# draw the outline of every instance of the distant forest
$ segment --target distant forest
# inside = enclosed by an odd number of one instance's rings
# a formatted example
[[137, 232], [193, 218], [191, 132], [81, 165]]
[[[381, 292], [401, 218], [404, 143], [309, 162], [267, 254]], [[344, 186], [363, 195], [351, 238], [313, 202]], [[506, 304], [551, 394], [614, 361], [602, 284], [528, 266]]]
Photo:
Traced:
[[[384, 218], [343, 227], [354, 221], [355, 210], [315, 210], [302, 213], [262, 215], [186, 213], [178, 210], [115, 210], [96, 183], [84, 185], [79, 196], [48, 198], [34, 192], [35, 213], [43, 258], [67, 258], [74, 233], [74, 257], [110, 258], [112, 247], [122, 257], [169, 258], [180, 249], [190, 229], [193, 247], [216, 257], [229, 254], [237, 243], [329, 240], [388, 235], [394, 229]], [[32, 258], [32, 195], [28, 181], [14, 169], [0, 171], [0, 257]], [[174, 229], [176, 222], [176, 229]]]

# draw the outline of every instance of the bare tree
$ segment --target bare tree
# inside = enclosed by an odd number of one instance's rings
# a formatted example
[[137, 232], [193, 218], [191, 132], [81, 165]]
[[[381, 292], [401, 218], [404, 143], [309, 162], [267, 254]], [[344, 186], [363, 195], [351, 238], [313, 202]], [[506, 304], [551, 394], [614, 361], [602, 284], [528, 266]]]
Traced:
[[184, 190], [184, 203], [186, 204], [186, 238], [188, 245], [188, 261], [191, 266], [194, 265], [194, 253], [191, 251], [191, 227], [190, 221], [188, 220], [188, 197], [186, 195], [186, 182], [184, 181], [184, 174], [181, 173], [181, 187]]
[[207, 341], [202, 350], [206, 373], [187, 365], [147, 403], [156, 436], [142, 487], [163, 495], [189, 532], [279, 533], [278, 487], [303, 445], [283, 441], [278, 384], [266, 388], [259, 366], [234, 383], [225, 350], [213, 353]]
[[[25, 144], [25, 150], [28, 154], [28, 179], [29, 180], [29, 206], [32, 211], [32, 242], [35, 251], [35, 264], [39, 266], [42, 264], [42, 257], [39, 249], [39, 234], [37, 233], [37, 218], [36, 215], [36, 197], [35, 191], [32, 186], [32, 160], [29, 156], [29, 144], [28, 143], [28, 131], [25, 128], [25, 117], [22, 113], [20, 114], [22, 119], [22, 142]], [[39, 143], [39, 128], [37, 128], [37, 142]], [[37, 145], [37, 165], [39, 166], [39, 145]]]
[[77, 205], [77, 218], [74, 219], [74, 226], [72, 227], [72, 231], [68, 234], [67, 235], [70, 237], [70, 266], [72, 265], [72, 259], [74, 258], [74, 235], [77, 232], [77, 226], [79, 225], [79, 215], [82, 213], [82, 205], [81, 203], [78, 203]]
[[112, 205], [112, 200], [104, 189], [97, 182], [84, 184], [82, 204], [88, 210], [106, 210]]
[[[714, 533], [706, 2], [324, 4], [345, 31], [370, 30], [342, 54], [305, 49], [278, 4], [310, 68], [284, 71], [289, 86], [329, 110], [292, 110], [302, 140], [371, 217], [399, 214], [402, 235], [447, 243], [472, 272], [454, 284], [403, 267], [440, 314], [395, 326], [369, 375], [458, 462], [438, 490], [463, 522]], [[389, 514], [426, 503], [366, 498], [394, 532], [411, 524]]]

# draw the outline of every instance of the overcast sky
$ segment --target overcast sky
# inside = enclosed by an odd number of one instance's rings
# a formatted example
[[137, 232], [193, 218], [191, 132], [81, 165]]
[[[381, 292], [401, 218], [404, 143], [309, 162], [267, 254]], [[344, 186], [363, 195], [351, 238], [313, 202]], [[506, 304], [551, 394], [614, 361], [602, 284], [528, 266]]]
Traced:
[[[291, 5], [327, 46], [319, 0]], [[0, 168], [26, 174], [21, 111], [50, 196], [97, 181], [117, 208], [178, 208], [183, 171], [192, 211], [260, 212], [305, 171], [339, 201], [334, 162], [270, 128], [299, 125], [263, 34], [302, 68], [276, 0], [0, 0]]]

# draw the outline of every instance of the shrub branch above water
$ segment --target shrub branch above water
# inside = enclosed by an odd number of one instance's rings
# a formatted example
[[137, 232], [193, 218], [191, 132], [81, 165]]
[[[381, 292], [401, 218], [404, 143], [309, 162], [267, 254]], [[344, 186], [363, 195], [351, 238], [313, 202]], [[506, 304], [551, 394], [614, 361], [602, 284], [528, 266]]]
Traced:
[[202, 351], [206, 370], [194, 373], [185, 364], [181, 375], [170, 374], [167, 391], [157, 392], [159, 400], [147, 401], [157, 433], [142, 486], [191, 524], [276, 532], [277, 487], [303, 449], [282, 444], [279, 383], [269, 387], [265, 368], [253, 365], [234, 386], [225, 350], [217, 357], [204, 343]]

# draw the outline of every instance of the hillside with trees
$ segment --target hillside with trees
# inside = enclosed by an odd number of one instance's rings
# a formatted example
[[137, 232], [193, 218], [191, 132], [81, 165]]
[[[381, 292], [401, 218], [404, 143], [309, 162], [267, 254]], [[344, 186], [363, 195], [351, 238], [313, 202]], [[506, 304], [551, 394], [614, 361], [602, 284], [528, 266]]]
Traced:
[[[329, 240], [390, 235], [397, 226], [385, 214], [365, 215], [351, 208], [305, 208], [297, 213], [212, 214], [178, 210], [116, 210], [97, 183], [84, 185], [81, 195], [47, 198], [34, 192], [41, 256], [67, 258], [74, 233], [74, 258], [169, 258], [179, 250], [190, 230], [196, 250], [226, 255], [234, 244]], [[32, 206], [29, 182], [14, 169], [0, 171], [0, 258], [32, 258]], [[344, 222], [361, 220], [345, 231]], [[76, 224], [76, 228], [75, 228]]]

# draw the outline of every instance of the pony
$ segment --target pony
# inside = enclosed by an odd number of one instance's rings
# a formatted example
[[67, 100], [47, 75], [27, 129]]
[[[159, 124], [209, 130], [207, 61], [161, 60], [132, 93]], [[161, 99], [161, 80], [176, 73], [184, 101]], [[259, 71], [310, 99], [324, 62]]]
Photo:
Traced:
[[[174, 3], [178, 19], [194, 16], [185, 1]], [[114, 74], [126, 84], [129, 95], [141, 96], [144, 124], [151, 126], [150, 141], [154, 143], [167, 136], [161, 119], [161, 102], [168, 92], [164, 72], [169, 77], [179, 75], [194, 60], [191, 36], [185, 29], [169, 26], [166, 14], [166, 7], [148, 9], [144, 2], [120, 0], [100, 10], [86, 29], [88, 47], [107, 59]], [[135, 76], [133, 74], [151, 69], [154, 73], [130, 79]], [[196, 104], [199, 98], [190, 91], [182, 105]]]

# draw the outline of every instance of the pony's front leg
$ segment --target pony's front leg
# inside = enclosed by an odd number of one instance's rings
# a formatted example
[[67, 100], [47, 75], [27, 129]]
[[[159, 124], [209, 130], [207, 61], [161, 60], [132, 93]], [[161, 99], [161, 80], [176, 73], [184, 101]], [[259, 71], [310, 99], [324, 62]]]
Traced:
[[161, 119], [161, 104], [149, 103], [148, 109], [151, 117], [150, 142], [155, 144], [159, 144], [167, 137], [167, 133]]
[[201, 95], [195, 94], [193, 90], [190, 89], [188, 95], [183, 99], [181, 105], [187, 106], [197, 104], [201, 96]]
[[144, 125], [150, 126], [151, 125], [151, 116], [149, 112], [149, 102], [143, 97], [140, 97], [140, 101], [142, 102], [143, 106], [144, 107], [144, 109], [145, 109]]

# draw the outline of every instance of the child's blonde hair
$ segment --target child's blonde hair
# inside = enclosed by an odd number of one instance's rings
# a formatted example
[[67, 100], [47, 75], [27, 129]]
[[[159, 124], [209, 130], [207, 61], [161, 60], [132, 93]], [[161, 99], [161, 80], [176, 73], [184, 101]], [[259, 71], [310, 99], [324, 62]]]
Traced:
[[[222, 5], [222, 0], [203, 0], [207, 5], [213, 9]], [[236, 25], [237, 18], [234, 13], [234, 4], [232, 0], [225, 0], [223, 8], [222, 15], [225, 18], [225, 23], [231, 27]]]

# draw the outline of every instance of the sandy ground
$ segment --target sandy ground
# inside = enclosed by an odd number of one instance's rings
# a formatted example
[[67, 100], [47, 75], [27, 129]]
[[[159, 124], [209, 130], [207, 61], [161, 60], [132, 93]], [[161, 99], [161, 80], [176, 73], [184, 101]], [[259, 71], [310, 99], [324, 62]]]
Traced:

───

Aim:
Reproduce only the section of the records that opens with the line containing "# draw the outline of every instance of the pony's" and closes with the line containing "109], [145, 109]]". Replace each "front leg" with "foreleg" and leave everything else unchanged.

Answer to the problem:
# draw the outline of every instance of the pony's foreleg
$ segment --target pony's foreleg
# inside = enclosed by an odd number of one instance's rings
# a formatted example
[[67, 100], [47, 75], [27, 129]]
[[[159, 124], [209, 130], [207, 61], [161, 60], [132, 93]], [[161, 99], [161, 80], [176, 73], [184, 101]], [[259, 71], [310, 99], [324, 62]]]
Traced:
[[161, 119], [161, 104], [149, 103], [148, 109], [151, 117], [150, 142], [155, 144], [159, 144], [167, 137], [167, 133]]
[[201, 95], [195, 94], [193, 90], [190, 89], [188, 95], [183, 99], [181, 105], [187, 106], [197, 104], [201, 96]]
[[144, 125], [150, 126], [151, 125], [151, 116], [149, 112], [149, 102], [143, 97], [140, 97], [140, 101], [142, 102], [143, 106], [144, 107], [144, 109], [145, 109]]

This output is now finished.